======== INFORMATION SUPPLIED ========

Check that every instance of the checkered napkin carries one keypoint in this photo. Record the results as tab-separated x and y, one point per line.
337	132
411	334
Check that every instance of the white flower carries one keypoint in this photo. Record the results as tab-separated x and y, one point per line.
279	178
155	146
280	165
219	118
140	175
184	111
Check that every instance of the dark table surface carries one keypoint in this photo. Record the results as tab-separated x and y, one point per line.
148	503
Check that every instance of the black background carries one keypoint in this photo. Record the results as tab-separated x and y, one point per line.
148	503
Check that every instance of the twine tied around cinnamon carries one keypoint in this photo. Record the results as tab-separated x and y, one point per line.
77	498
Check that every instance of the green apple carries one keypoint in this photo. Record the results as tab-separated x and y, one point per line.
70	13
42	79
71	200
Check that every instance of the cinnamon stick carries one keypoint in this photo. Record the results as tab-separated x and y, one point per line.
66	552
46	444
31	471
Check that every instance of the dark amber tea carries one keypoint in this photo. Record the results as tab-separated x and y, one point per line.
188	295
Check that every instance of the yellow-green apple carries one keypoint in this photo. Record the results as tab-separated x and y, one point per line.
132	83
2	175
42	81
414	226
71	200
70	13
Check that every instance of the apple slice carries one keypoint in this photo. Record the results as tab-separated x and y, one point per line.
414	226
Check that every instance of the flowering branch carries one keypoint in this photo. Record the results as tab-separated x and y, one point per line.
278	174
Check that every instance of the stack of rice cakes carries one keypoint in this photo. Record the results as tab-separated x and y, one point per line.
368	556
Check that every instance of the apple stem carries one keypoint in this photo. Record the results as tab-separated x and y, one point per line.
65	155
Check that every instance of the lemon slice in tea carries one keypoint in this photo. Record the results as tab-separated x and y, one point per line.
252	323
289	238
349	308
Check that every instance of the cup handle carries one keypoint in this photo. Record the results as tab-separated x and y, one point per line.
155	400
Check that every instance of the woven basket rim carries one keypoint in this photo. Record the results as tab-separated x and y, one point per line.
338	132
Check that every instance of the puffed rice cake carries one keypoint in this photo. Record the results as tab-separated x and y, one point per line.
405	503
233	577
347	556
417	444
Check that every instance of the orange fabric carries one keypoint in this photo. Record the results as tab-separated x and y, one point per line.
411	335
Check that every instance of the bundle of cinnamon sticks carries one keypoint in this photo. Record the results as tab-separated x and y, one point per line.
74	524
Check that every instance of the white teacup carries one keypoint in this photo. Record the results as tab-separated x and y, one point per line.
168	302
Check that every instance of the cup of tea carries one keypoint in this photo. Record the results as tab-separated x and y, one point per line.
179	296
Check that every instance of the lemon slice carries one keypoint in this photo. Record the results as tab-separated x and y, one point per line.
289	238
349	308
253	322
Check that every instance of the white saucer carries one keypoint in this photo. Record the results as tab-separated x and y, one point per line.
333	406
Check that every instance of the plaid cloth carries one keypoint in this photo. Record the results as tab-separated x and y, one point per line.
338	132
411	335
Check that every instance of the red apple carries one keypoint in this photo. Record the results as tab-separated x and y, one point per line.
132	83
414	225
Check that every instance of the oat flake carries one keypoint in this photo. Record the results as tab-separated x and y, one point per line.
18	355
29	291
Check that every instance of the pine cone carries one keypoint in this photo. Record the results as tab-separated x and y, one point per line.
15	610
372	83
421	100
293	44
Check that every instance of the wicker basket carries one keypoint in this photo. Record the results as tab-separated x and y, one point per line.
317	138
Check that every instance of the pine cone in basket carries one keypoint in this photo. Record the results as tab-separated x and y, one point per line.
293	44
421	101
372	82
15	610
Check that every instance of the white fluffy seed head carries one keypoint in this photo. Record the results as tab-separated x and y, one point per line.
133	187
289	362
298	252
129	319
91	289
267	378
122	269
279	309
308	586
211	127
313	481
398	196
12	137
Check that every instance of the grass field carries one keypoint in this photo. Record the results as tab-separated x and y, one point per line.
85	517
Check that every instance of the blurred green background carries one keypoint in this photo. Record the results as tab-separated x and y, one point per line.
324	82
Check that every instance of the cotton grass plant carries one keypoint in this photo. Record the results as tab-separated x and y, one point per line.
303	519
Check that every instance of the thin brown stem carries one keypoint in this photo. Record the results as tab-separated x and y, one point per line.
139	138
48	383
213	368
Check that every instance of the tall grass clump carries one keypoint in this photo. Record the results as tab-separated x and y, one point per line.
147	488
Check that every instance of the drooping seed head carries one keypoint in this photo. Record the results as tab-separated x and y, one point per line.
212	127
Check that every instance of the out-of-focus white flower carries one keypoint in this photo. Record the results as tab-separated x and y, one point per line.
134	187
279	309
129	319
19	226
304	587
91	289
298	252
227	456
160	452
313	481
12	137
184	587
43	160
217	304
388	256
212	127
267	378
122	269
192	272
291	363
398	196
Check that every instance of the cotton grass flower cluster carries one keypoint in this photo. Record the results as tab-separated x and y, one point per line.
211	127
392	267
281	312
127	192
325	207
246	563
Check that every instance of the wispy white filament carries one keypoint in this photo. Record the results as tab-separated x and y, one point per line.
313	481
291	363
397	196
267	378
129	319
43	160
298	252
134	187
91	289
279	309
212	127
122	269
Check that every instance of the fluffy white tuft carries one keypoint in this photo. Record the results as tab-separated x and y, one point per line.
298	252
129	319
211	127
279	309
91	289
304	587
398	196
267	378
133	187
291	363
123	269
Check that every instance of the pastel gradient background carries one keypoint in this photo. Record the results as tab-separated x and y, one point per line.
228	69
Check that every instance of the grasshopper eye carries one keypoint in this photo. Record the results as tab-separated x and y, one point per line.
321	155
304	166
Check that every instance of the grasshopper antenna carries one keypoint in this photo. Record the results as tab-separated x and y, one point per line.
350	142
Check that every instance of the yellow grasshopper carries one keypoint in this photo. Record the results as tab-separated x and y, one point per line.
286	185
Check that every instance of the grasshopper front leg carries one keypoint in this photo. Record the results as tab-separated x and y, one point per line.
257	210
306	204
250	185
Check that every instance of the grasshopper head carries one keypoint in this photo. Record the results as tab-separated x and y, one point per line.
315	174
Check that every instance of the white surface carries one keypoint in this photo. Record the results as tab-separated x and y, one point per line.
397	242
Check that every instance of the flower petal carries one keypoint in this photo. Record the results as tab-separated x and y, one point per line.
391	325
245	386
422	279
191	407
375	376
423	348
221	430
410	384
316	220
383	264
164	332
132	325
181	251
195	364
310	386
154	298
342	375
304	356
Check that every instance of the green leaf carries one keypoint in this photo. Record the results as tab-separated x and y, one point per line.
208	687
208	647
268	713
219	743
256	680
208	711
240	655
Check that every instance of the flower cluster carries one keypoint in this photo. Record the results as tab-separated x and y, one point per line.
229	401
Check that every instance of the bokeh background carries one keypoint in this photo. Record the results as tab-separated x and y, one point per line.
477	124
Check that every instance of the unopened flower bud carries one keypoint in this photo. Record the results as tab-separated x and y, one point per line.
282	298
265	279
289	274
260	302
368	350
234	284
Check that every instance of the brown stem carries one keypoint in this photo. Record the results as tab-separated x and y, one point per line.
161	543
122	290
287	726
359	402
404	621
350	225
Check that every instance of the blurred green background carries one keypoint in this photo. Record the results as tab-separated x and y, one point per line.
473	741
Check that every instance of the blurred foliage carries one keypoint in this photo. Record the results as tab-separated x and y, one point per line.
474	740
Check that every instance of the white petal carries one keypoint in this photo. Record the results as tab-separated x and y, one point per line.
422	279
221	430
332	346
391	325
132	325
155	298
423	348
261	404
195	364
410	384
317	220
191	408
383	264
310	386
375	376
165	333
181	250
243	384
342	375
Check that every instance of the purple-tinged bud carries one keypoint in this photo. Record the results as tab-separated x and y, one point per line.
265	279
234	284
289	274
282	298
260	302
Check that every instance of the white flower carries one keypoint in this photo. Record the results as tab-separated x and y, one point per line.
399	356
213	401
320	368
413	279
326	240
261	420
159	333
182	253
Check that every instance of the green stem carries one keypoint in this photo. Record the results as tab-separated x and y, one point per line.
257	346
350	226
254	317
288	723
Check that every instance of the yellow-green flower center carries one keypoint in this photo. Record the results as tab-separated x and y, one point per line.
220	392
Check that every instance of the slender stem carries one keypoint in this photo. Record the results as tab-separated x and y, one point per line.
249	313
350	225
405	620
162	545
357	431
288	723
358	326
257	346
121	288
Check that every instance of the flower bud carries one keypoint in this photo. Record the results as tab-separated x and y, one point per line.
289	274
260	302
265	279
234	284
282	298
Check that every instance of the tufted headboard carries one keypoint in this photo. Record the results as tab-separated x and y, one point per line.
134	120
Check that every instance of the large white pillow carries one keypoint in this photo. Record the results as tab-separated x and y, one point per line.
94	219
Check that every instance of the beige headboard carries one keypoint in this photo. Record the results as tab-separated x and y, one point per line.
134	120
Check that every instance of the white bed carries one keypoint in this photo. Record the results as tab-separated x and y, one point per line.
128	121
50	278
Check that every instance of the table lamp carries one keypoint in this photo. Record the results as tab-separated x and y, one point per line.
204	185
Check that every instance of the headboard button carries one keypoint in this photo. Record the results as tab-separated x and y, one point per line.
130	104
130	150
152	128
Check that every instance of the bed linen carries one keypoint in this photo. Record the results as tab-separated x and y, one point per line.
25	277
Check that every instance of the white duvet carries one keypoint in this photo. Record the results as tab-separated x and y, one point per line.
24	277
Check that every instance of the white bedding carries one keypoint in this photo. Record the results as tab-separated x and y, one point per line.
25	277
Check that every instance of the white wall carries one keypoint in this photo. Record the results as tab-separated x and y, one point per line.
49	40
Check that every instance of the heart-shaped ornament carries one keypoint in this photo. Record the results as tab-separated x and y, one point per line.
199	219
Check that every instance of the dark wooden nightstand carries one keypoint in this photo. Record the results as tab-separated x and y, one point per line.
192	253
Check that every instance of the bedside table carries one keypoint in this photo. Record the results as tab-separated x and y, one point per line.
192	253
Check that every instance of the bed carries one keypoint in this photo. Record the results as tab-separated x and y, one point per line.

========

EXERCISE BRIEF: Everything from the line containing "Check that every instance of the bed linen" to the end of the data above should be quoted exactly, please, both ends included, and nothing outside that span.

OUTPUT BELOW:
Check that every instance of the bed linen carries one keypoint in this photo. Record the results as tab-separated x and y, one point per line.
25	277
Check that every instance of the white duvet carries one keypoint in this photo. Record the results as tab-separated x and y, one point per line.
24	277
Check that every instance of the white bedding carries one keypoint in this photo. Record the results as tab-separated x and y, one point per line.
25	277
Check that every instance of the white wall carries one keypoint in this photo. Record the results as tab-separated x and y, one point per line.
49	40
Check that every instance of the heart-shaped ornament carries one keypoint in this photo. Record the results as tab-separated x and y, one point per line.
199	219
Check that every instance of the dark wooden nightstand carries one keypoint in this photo. Record the results as tab-separated x and y, one point per line.
192	253
Check that every instance of the bedside table carries one keypoint in this photo. Record the results as tab-separated x and y, one point per line.
192	253
Check that every instance of the bed carries one keypoint in this photo. Record the results as tab-separated x and y, one point per line.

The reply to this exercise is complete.